Data listing.

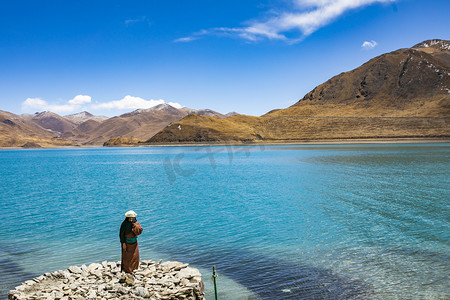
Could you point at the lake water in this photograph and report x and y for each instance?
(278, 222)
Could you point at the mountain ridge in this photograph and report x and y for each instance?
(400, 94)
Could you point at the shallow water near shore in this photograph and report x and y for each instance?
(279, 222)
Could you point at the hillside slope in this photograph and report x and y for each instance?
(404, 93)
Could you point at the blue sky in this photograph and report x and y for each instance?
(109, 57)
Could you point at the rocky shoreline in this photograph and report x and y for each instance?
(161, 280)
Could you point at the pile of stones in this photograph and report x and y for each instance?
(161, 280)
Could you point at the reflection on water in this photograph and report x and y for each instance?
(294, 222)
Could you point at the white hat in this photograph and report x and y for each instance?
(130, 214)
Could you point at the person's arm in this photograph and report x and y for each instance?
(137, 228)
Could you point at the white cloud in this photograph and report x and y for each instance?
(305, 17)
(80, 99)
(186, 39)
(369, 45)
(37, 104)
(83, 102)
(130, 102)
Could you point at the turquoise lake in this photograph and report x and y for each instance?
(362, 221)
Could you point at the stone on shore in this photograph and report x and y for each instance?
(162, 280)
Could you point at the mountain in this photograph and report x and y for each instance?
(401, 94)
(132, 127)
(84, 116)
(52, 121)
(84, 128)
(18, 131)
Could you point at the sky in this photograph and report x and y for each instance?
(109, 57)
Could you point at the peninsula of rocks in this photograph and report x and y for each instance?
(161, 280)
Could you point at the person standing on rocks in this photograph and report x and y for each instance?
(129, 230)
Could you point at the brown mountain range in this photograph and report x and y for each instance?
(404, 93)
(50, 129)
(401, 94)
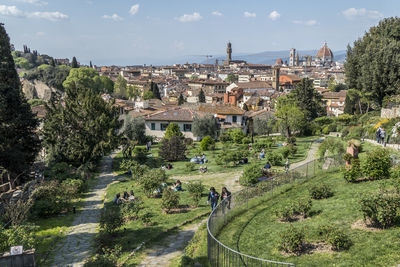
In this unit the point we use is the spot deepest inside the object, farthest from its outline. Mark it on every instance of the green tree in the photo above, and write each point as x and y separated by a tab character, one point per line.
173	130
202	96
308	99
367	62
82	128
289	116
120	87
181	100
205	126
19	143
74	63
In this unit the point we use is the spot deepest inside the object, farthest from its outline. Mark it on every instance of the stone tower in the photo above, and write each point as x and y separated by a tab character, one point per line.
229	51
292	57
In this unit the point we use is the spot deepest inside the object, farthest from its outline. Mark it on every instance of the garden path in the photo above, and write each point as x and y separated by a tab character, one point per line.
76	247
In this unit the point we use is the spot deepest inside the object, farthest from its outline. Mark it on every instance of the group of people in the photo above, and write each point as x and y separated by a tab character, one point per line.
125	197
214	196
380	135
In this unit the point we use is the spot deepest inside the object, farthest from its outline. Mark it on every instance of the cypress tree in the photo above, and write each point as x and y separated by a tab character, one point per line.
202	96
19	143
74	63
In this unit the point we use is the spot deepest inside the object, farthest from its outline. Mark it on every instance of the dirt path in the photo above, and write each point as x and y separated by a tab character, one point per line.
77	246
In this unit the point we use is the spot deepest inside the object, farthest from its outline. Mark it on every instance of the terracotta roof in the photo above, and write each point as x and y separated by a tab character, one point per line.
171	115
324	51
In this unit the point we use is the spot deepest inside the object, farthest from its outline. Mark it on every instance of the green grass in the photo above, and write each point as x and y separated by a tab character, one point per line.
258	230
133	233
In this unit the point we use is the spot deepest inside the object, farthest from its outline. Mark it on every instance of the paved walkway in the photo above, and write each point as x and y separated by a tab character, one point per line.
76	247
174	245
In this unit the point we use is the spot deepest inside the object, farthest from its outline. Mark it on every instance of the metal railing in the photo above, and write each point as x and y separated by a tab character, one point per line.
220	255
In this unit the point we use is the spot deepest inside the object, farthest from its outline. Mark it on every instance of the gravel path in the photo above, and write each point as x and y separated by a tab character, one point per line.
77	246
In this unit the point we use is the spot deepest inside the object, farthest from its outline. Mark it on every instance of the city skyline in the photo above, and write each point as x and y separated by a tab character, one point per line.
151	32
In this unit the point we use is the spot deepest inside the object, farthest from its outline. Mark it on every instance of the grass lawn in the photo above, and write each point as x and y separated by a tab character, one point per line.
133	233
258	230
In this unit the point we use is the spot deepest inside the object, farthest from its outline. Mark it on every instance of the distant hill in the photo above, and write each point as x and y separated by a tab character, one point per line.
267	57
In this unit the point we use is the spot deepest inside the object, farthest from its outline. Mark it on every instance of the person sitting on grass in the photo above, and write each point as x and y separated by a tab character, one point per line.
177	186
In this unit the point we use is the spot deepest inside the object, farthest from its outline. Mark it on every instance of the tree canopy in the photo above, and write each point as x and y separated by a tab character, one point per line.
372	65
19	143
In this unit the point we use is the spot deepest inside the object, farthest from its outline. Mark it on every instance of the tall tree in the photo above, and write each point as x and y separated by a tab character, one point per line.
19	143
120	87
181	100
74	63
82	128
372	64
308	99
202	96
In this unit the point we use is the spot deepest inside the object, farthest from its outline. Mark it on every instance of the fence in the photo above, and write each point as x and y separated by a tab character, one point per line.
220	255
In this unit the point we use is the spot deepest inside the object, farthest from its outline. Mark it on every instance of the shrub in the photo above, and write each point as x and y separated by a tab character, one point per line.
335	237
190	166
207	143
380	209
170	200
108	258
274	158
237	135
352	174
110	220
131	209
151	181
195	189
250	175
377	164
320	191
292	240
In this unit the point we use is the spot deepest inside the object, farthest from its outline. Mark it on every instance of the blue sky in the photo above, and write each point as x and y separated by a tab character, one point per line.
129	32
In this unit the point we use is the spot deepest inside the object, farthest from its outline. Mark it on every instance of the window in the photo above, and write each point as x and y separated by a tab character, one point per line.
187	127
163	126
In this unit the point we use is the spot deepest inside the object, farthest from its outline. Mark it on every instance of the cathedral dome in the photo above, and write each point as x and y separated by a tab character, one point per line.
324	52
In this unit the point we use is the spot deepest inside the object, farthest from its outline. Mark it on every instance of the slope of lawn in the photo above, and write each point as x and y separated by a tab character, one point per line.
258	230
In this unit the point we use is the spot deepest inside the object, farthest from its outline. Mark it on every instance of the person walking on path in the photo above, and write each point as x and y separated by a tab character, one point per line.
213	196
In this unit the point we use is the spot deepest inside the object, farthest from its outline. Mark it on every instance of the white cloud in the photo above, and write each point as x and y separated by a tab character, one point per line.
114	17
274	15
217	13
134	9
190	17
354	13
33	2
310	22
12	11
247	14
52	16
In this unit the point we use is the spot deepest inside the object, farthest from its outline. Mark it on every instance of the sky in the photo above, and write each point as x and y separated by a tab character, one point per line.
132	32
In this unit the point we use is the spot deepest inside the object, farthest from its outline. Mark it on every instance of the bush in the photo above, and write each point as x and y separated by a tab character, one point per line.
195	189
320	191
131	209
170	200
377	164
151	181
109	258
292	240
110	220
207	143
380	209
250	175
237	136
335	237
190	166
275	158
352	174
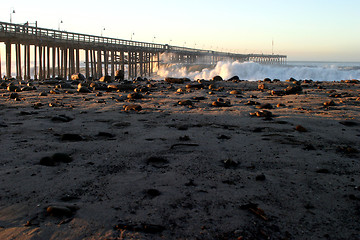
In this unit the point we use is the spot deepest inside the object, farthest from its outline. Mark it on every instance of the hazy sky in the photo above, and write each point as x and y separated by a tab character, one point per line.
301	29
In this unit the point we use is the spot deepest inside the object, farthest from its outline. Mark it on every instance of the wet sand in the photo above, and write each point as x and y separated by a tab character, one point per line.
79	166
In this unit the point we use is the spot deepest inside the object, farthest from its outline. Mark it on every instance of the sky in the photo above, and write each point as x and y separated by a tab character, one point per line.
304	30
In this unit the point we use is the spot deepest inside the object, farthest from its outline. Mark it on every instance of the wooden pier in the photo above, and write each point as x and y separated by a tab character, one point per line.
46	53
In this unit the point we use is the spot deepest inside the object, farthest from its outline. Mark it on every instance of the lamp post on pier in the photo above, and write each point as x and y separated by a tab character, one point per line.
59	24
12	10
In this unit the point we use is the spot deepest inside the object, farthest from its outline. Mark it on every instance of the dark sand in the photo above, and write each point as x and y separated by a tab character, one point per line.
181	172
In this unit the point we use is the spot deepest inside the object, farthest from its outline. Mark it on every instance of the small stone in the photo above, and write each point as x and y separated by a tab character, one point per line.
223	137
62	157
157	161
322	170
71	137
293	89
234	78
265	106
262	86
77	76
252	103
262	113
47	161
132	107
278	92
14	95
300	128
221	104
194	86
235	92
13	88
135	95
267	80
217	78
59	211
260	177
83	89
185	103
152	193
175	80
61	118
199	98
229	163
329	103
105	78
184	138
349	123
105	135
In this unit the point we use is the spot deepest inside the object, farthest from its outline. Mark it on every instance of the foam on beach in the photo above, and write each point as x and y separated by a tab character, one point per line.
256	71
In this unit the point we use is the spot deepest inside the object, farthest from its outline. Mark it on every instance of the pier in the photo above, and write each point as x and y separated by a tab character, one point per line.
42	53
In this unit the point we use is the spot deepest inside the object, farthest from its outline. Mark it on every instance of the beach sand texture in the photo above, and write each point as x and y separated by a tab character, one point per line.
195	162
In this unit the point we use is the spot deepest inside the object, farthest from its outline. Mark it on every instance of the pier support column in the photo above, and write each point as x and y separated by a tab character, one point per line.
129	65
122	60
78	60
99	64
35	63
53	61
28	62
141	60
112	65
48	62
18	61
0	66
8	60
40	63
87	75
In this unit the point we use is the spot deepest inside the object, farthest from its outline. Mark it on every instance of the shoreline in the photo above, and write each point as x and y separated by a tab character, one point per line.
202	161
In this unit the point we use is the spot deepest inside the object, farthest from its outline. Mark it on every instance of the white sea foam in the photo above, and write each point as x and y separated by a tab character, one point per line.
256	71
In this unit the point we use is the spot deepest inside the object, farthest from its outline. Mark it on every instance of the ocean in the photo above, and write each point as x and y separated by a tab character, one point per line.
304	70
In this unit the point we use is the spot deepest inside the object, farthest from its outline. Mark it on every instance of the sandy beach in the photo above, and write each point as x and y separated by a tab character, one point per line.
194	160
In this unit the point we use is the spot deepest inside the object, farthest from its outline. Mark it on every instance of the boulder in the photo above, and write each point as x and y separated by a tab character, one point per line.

Stated exercise. Could you give again exactly the lines from the line containing "the white sea" through the final line of the data above, and no others?

Worked solution.
In this unit the point we use is the spot deepest inside the object, farthest from its outline. Mark it on every instance of the white sea foam in the photo above, and write each point as x and y separated by a tab character, one point per line.
256	71
In this unit the point we use is the spot deepest inside the object, farthest from its outline. Mark it on every instance of the ocean in the photo above, and write each point as x and y separated by a tab character, one point per line.
304	70
In this unit the point we use is the spot deepest inside the object, farthest from its outline. Mark it on every instance of the sandy beach in the photo above, and write each point as x and y separated by a tab character, one point per line.
194	160
In this unit the point we use is the spot deepest inside the object, farthest from its outline. Mark it on every instance of the boulder in the photo above, and write each point as x and y separated by a tab character, one point per line.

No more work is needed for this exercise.